__PAGE EXTRACT__
----
Sample Compatibility & Compliance
The DEMON NIR is designed for direct coupling to LIBS plasma sources, inductively coupled plasma (ICP) emission systems, tunable diode laser absorption setups, and solid-state or semiconductor laser characterization platforms. Its robust optical train tolerates moderate ambient temperature fluctuations (15–30 °C) and is compatible with standard 400 µm core NIR optical fibers (FC/PC or SMA connectors). From a regulatory standpoint, the instrument’s deterministic calibration traceability—anchored to NIST-traceable Hg emission lines—supports compliance with ISO/IEC 17025 analytical laboratory requirements. Data acquisition workflows implemented in SOPHI software are configurable to meet audit trail and electronic signature prerequisites aligned with FDA 21 CFR Part 11 for regulated environments. The system operates without hazardous materials and conforms to CE, RoHS, and IEC 61010-1 safety standards.
Software & Data Management
SOPHI is a modular, Windows-based spectral acquisition and analysis platform developed exclusively for LTB echelle instruments. It provides real-time spectrum visualization, multi-channel baseline correction, peak fitting (Voigt, Gaussian, Lorentzian), isotopic ratio quantification (e.g., D/H), and automated line identification against NIST Atomic Spectra Database (ASD) libraries. Raw data are saved in HDF5 format with embedded metadata (wavelength calibration coefficients, exposure parameters, detector gain, timestamp, instrument serial number), ensuring FAIR (Findable, Accessible, Interoperable, Reusable) data principles. A LabVIEW driver package is available for integration into custom automation frameworks, including PLC-triggered LIBS mapping systems and closed-loop process control architectures. All calibration logs, spectral acquisitions, and user actions are recorded in tamper-evident audit trails compliant with GLP/GMP documentation protocols.
Applications
- Quantitative and isotopic LIBS analysis of nuclear materials (e.g., uranium/plutonium isotopic fingerprinting in safeguards verification).
- Time-resolved plasma diagnostics in laser ablation experiments, including electron temperature and density estimation from Stark-broadened line profiles.
- NIR absorption spectroscopy of molecular gases (CH₄, NH₃, CO, H₂O) for environmental monitoring and combustion research.
- High-resolution characterization of diode-pumped solid-state (DPSS) and quantum cascade lasers (QCLs), including mode structure, linewidth, and drift behavior.
- Elemental mapping of geological samples, alloys, and thin-film semiconductors using spatially resolved LIBS coupled with XYZ scanning stages.
- Fundamental atomic physics studies requiring sub-picometer spectral discrimination—particularly in hydrogenic and helium-like ion spectra.
FAQ
What spectral resolution can be achieved at 1550 nm?
----
__PROVIDED MATERIAL__
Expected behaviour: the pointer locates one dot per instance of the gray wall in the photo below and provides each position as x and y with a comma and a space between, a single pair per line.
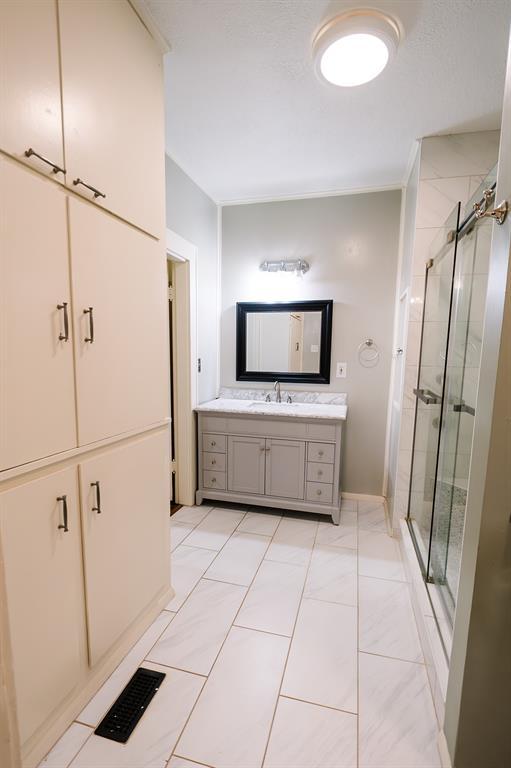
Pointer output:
351, 243
193, 215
----
__WORK ORDER__
Reproduce word for word the stretch of the DEMON NIR product description above from "Applications" through "and combustion research.".

__FINISHED TASK__
Applications
- Quantitative and isotopic LIBS analysis of nuclear materials (e.g., uranium/plutonium isotopic fingerprinting in safeguards verification).
- Time-resolved plasma diagnostics in laser ablation experiments, including electron temperature and density estimation from Stark-broadened line profiles.
- NIR absorption spectroscopy of molecular gases (CH₄, NH₃, CO, H₂O) for environmental monitoring and combustion research.